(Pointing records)
** START **

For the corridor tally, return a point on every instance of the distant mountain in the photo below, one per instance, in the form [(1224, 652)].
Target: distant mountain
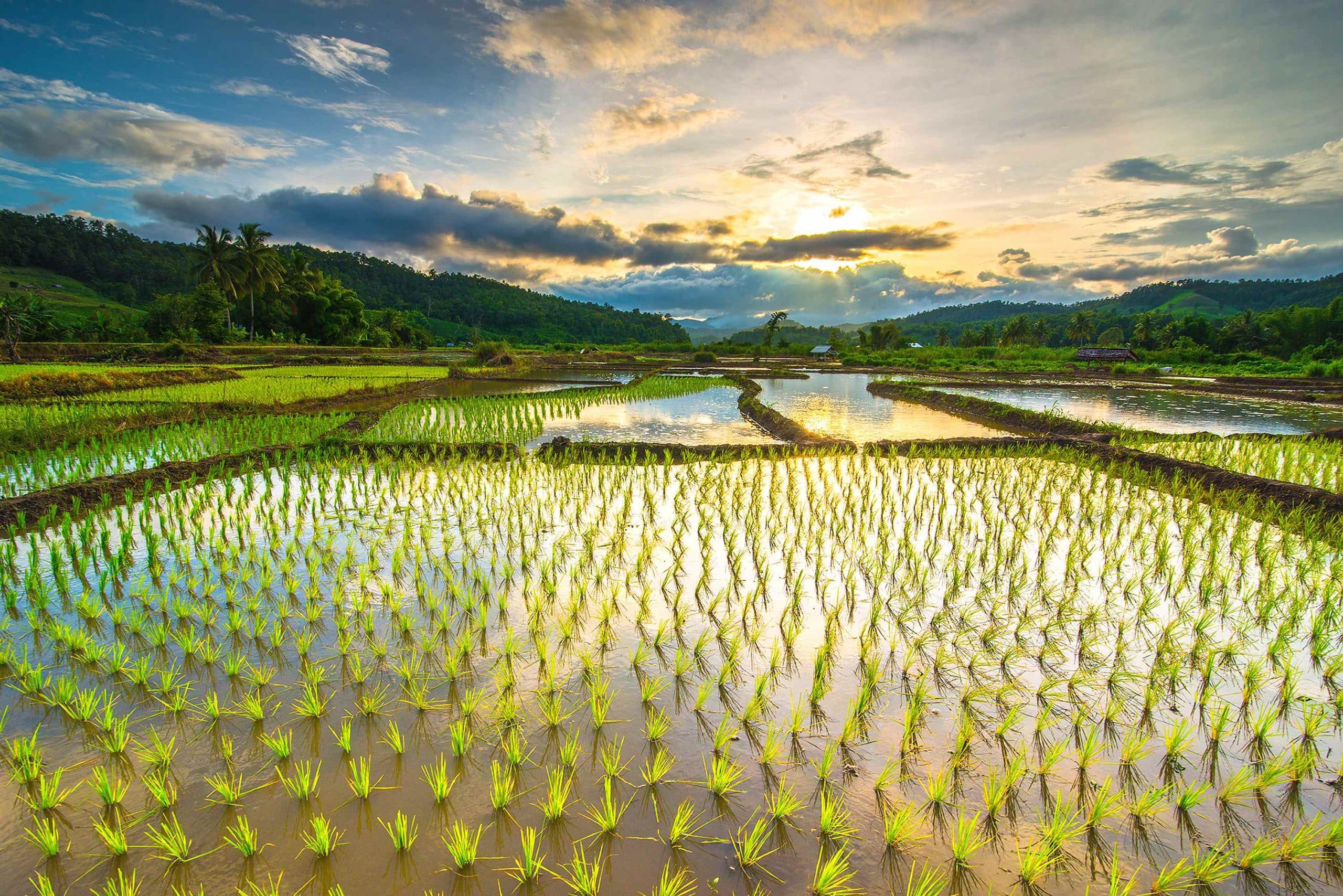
[(130, 270), (1177, 298)]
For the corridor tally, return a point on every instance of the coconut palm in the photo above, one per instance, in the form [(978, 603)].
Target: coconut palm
[(1080, 327), (258, 264), (215, 261), (773, 325), (20, 316)]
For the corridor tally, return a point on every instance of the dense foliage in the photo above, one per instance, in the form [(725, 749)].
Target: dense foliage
[(452, 307)]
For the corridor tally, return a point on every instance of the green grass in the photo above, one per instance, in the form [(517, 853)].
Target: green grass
[(281, 385), (70, 301)]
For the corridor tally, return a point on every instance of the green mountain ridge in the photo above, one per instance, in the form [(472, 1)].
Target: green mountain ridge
[(128, 270)]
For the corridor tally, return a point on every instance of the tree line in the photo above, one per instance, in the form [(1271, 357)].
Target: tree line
[(398, 298)]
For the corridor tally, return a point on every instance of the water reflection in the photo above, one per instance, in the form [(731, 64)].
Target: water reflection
[(704, 418), (1169, 411), (838, 405)]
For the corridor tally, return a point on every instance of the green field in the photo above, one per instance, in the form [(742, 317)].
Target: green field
[(70, 301)]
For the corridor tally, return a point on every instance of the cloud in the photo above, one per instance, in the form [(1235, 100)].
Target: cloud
[(730, 296), (780, 26), (826, 166), (390, 215), (844, 245), (339, 58), (1153, 173), (212, 10), (653, 120), (1236, 174), (245, 88), (581, 37), (389, 114), (1228, 250), (47, 120)]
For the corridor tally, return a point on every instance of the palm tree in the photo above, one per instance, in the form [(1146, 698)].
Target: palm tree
[(1080, 327), (260, 265), (1016, 331), (775, 319), (215, 261)]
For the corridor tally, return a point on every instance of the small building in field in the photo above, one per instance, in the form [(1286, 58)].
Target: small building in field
[(1104, 355)]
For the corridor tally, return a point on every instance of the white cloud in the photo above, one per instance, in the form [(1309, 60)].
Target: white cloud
[(212, 10), (578, 37), (47, 120), (653, 120), (339, 58)]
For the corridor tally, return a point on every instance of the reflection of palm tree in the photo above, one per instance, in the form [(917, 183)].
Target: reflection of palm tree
[(260, 265), (215, 261)]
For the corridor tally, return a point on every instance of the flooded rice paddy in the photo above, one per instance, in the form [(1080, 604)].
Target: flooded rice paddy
[(709, 417), (840, 406), (841, 675), (658, 409), (1167, 411)]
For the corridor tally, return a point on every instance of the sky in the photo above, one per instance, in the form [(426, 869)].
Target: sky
[(718, 161)]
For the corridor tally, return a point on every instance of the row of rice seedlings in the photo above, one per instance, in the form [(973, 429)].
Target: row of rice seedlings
[(1051, 646), (148, 448), (519, 418), (1315, 463), (281, 385)]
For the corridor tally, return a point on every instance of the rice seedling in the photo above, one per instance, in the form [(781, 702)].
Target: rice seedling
[(120, 886), (440, 784), (304, 781), (582, 875), (531, 863), (112, 835), (656, 770), (685, 825), (172, 842), (402, 829), (751, 845), (462, 844), (243, 837), (832, 875), (723, 777), (900, 828), (680, 883)]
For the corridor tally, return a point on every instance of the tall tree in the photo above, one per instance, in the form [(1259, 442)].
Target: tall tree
[(773, 327), (260, 265), (215, 261), (1080, 327)]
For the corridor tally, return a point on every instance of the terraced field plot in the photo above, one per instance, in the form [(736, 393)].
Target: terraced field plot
[(385, 664)]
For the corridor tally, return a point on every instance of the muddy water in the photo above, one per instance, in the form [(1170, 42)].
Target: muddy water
[(838, 405), (703, 418), (1169, 411), (607, 573)]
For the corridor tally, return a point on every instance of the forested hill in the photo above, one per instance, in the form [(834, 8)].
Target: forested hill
[(132, 270), (1207, 297)]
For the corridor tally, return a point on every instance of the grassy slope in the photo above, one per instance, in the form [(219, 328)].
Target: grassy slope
[(70, 300)]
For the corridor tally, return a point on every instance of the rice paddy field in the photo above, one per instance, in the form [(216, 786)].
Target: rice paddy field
[(281, 385), (386, 663)]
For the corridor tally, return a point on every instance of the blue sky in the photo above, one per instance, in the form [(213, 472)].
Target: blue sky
[(844, 161)]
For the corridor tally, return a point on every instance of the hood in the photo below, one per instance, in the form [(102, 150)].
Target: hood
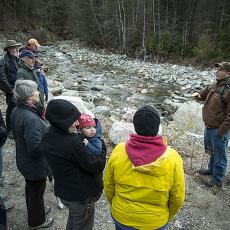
[(147, 153), (61, 113), (23, 65)]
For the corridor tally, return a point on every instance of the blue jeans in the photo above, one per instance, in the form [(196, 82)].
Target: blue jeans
[(120, 226), (217, 146), (1, 163)]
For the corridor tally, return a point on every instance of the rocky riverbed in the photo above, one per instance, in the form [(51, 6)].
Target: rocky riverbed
[(113, 86)]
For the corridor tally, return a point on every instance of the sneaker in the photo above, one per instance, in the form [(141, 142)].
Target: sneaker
[(48, 222), (205, 172), (9, 207), (47, 210), (213, 183), (4, 198)]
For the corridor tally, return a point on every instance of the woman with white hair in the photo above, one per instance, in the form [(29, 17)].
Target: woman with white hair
[(28, 127)]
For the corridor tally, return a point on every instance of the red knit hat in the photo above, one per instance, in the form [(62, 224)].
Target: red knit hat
[(86, 120)]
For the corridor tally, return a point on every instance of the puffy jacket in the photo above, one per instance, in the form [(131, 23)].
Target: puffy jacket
[(216, 111), (147, 196), (28, 128), (8, 73)]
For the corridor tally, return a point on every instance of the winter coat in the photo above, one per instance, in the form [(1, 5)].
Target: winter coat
[(216, 111), (8, 73), (76, 171), (144, 187), (28, 128), (3, 132), (95, 143), (43, 83), (25, 73)]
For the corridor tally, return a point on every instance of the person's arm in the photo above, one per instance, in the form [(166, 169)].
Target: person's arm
[(225, 125), (109, 182), (177, 193), (4, 83), (45, 86), (202, 95), (3, 132), (91, 163), (33, 132), (94, 145)]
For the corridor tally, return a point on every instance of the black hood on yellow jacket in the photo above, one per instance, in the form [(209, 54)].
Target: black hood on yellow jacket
[(61, 113)]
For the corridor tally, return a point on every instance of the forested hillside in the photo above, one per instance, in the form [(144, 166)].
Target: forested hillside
[(162, 29)]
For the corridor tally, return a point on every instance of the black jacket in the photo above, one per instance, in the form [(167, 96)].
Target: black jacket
[(28, 128), (76, 171), (8, 73)]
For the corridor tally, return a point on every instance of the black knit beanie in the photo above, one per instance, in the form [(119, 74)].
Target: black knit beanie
[(61, 113), (146, 121)]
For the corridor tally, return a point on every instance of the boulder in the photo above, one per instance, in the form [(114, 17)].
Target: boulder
[(78, 102), (188, 118), (120, 131)]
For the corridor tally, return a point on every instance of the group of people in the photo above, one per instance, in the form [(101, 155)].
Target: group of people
[(143, 178)]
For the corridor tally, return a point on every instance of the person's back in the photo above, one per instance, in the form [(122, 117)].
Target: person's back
[(74, 168), (144, 178)]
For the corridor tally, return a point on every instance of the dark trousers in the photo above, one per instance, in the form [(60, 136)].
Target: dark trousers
[(10, 107), (2, 215), (81, 214), (34, 192)]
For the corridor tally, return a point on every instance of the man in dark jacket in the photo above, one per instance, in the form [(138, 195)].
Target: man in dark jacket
[(27, 71), (76, 171), (8, 72), (216, 116)]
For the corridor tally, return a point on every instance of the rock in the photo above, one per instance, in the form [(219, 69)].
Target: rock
[(78, 102), (120, 131), (188, 118)]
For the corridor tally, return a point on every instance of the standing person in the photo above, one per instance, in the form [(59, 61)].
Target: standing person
[(3, 136), (216, 116), (8, 73), (74, 168), (42, 80), (27, 71), (144, 178), (32, 45), (90, 128), (28, 126)]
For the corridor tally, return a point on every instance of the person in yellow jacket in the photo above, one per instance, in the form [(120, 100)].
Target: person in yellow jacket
[(144, 178)]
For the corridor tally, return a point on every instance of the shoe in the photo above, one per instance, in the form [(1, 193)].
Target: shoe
[(10, 135), (9, 207), (48, 222), (212, 183), (4, 198), (205, 172), (47, 210)]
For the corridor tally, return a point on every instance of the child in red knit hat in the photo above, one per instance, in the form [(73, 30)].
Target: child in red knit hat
[(90, 128)]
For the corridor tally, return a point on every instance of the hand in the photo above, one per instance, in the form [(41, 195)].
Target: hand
[(85, 141), (195, 94)]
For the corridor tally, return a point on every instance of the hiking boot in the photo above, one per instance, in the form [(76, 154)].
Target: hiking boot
[(47, 210), (4, 198), (48, 222), (213, 183), (205, 172), (10, 135)]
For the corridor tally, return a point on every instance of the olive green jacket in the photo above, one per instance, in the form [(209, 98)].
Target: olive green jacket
[(25, 73)]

** END **

> **STATED EXERCISE**: Can you render the records from the line containing "form [(114, 17)]." through the line containing "[(143, 178)]" as a Markdown table with the columns Row and Line, giving each line its own numbered row and leaving out blank lines?

> **WRITTEN SOLUTION**:
| Row | Line |
|---|---|
| 1 | For the corridor tally, return a point on every instance of the boulder in the photo above, one per instance, in the form [(114, 17)]. |
| 2 | Target: boulder |
| 3 | [(78, 102), (188, 118), (120, 131)] |
| 4 | For the corridor tally, return a point on every instance of the group of people in the photo above, one per instance, in the form [(101, 155)]. |
| 5 | Target: group of people |
| 6 | [(143, 178)] |